- **Problem to solve**:
Every picture should be left out, but the lines below must be repeated exactly.

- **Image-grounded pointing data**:
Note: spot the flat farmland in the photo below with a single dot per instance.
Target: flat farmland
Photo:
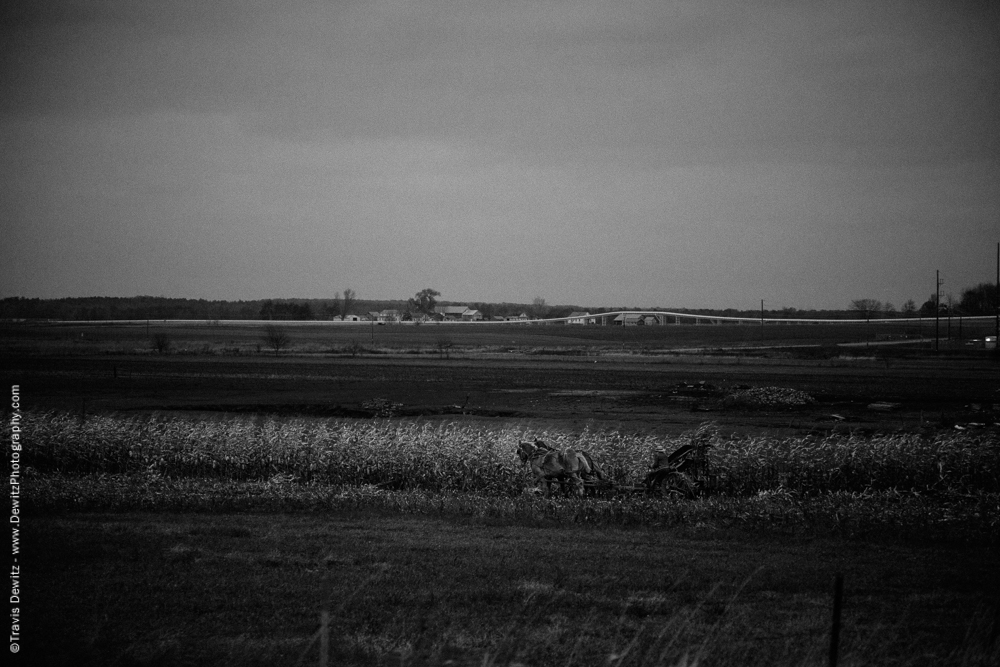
(205, 503)
(662, 379)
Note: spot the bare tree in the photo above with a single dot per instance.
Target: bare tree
(348, 300)
(538, 307)
(424, 300)
(275, 338)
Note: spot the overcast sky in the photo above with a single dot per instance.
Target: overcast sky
(636, 153)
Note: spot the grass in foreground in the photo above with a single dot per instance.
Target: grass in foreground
(238, 589)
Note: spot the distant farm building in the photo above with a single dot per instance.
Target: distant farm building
(580, 317)
(453, 313)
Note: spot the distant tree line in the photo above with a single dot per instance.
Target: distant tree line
(978, 300)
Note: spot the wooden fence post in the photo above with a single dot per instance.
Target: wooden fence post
(324, 638)
(838, 594)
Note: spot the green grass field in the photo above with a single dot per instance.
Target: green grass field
(197, 506)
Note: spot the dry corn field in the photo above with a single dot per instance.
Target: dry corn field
(455, 457)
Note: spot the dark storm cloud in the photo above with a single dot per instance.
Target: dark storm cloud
(801, 152)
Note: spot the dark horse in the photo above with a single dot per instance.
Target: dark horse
(569, 467)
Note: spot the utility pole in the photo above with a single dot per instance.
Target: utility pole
(761, 320)
(937, 311)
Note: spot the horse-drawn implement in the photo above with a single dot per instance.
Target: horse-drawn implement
(682, 473)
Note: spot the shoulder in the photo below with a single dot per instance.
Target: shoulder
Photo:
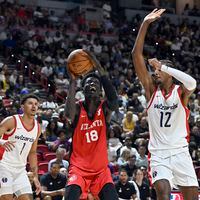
(38, 128)
(9, 122)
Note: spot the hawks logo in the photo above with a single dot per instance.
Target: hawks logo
(155, 174)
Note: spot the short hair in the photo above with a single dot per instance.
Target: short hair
(28, 96)
(169, 63)
(54, 163)
(123, 170)
(92, 74)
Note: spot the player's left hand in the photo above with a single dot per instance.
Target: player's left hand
(37, 185)
(155, 63)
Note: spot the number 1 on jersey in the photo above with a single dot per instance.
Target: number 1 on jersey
(91, 136)
(22, 148)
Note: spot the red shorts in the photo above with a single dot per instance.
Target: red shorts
(87, 181)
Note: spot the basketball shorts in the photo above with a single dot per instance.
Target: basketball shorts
(177, 169)
(14, 181)
(88, 182)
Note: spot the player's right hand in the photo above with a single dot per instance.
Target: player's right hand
(7, 145)
(154, 15)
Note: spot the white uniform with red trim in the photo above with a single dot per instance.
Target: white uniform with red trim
(13, 176)
(169, 135)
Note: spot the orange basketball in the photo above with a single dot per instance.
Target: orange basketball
(79, 62)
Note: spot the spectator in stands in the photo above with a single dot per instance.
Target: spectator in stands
(49, 103)
(50, 134)
(55, 119)
(63, 171)
(128, 123)
(47, 70)
(62, 84)
(123, 158)
(142, 186)
(53, 183)
(125, 189)
(60, 154)
(113, 141)
(61, 140)
(141, 129)
(130, 165)
(128, 145)
(31, 179)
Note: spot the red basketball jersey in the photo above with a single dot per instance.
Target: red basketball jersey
(89, 145)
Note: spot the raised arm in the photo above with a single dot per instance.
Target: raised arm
(137, 52)
(70, 104)
(188, 83)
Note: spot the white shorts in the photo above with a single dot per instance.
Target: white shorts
(177, 169)
(14, 181)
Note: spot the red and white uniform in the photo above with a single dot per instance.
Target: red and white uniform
(13, 163)
(89, 159)
(169, 135)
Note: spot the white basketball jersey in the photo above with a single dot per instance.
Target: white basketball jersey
(24, 139)
(168, 121)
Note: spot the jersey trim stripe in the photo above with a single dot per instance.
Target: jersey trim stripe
(149, 169)
(6, 136)
(187, 112)
(152, 98)
(169, 94)
(24, 124)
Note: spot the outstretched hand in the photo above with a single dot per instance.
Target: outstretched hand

- **Result for this task**:
Note: spot the flat farmland in the photo below with a single dot per instance.
Target: flat farmland
Photo:
(205, 503)
(662, 379)
Note: spot the bare tree in the photo above with a single dot per instance.
Target: bare tree
(348, 300)
(538, 307)
(424, 300)
(275, 338)
Note: spot the overcast sky in the photo above with a single dot per instance.
Target: overcast sky
(636, 153)
Note: spot the grass in foreground in the photo above with a single dot per instance.
Target: grass in foreground
(238, 589)
Note: spot the distant farm building in the photo above with a single dot per instance.
Target: distant farm building
(580, 317)
(453, 313)
Note: spot the distant tree line in the photo above with a single dot per instance.
Target: distant tree line
(978, 300)
Note: spot the wooden fence post in the photo above with a single dot per instance.
Target: wooden fence post
(324, 638)
(838, 594)
Note: spot the green grass field in the photo above with a single dot per instance.
Target: green grass field
(197, 506)
Note: spot the dry corn field in the photo above with a single dot per instance.
Target: dry corn field
(455, 457)
Note: spot the dark storm cloud in the photo above with a single dot per instance.
Target: dark storm cloud
(801, 152)
Note: spot the dark horse in the photo above with a single dot per instance.
Target: dark horse
(569, 467)
Note: spot the utility pole in the photo above with a single dot per instance.
Target: utility pole
(761, 320)
(937, 311)
Note: spot the horse-drawn implement in the photo above with a single dot per instance.
Target: horse-drawn implement
(682, 473)
Note: spot the shoulder in the photo below with a single dot per instance.
Target: shoulder
Photo:
(38, 128)
(9, 122)
Note: spot the hawks logo in the photo above with a single dot per instance.
Target: hawks logo
(155, 174)
Note: spot the short hair in the photo above with a single dot per instance.
Target: short hair
(28, 96)
(169, 63)
(54, 163)
(123, 170)
(92, 74)
Note: spot the player's left hand in the photo above with a single dot per instance.
Target: player's left hand
(37, 185)
(155, 63)
Note: spot the number 1 on jersey in the photo above with a single dot per instance.
Target: number 1 on jersey
(91, 136)
(22, 148)
Note: spot the red shorts in the photo above with a single dot per instance.
Target: red shorts
(87, 181)
Note: spot the basketball shorts in the photo above with a single dot per instance.
Target: basketball shorts
(177, 169)
(14, 181)
(88, 182)
Note: spot the player's right hand in the photo above with a single dot per instance.
Target: player's right hand
(7, 145)
(154, 15)
Note: spot the white uniform with red trim in the photo above with a single dot per instance.
Target: white uniform with red trim
(13, 176)
(169, 135)
Note: spot the orange basketball in the photo above with a single dot per instance.
Target: orange basketball
(79, 62)
Note: spot the spectator in stands in the photo above with a single dot per instance.
Target: spectator in stands
(49, 103)
(50, 134)
(55, 119)
(63, 171)
(128, 123)
(47, 70)
(62, 84)
(123, 158)
(142, 186)
(53, 183)
(125, 189)
(60, 154)
(113, 141)
(61, 140)
(141, 129)
(130, 165)
(128, 145)
(31, 179)
Note: spot the red basketball jersey in the photo above with a single dot per instance.
Target: red basketball jersey
(89, 145)
Note: spot the raised arm in the photo above with a single dot per instance.
Target: raised arm
(137, 52)
(70, 104)
(188, 83)
Note: spot the white shorts in the photo above with a single dot per instance.
Target: white shorts
(177, 169)
(14, 181)
Note: spot the red and white uniform in the photo above with a single dot per instance.
Target: red and white uniform
(13, 163)
(89, 159)
(169, 135)
Note: spot the white basketball jersey in the photo above with a single dot per instance.
Target: white basketball jersey
(24, 139)
(168, 121)
Note: spot the jersey trim stripe in the photo above with a single dot per instance.
Target: jersey trim stripe
(149, 169)
(6, 136)
(187, 112)
(152, 98)
(169, 94)
(24, 124)
Note: spot the outstretched hand in the photo above with a single dot per instance.
Target: outstretched hand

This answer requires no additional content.